▶ [Provided passage]
---------------

How Joe Biden’s Election Will Affect Brexit Negotiations

“Joe Biden is one of the few world leaders I haven’t insulted.” According to the Times, this is how Boris Johnson joked, behind closed doors and with the ballot counting in progress, when the victory of the Democratic candidate, Joe Biden, at the American election, was beginning to materialise. The British Premier was among the first to publicly congratulate the Biden-Harris team: his political survival also depends on the "special relationship" he will be able (or not able) to maintain with the United States. A relationship, the one between the two countries, that has historical roots and is based not only on friendship and cultural ties between the two English-speaking nations, but also on commercial and political bonds.

From the so-called "special relationship" between the United States and Great Britain, political cycles that have influenced the whole West and much of the world have blossomed. We have seen them making history with their coalitions: Thatcher-Reagan, neoliberalism; Clinton-Blair, the reformist "third way" of the left; Johnson-Trump, populism. Now the election of Joe Biden could spark a new season across the Atlantic.

Donald Trump’s defeat is wonderful for the world but trouble for Boris Johnson, who in more than one occasion has been identified as Trump’s European impersonator. According to the Guardian, continuing to pose as British Trump, after the real one has finally left the scene, would be counterproductive for Johnson: no one wants to have a loser as a model. What's worse for him, Johnson loses the partner who urged him to push the Brexit accelerator to the maximum, break free from the shackles of the European Union and embrace a casual business relationship with the US.

Boris Johnson Donald Trump

 

So now, there’s only one question everyone keeps asking themselves. Will Joe Biden's victory and his new US presidency have any consequences on Brexit? At the moment, it is difficult to give a decisive answer. However, what seems certain, in the opinion of many experts, is that the new tenant of the White House will not support British Prime Minister Boris Johnson, as Donald Trump did, in his threats to leave the negotiating table without a deal.

For the UK, Brexit was already a problem, and the economic depression trigger by the Covid-19 pandemic has made it even more serious. But if you add the Biden presidency to this scenario, the cocktail can become explosive. During the presidential campaign, the Democratic candidate clearly warned: if Brexit threatens peace in Ireland, the country where Biden's family originated (and from which millions of immigrants have come to America), there will be no chance of a free trade pact with Great Britain. The most serious threat to Irish peace, reached in 1998 with the mediation of Washington D.C., would indeed be "no deal", which means the exit of Great Britain from the EU without any agreement. A hypothesis that is still possible, even a few weeks away from the obligatory end of the negotiations between the two parties, which must be concluded by the deadline already set for December 31st.

---------------

Dataset entries
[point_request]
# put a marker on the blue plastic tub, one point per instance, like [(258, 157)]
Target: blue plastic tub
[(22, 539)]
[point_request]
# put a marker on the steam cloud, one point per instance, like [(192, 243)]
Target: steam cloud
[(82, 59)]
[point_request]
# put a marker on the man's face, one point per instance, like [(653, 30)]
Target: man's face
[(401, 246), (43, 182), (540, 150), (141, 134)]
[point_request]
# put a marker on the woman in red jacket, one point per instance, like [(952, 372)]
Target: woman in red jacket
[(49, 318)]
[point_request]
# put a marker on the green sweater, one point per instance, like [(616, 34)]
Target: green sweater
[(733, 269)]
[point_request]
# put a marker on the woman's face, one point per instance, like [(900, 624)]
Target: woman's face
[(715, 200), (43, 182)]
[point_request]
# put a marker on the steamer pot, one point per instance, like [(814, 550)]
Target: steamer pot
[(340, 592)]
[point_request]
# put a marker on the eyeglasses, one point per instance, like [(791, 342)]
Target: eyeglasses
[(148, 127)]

---------------

▶ [To do]
A. Could you repeat the Brexit article word for word, from "From the so-called" up to and including "across the Atlantic."?
B. According to the Brexit article, why could a "no deal" Brexit cost Britain a free trade pact with the United States? Answer in one to three sentences.

▶ [Results by task]
A.
From the so-called "special relationship" between the United States and Great Britain, political cycles that have influenced the whole West and much of the world have blossomed. We have seen them making history with their coalitions: Thatcher-Reagan, neoliberalism; Clinton-Blair, the reformist "third way" of the left; Johnson-Trump, populism. Now the election of Joe Biden could spark a new season across the Atlantic.

B. During the campaign, Biden warned that there would be no chance of a free trade pact with Great Britain if Brexit threatened peace in Ireland. The article calls "no deal" the most serious threat to that Irish peace.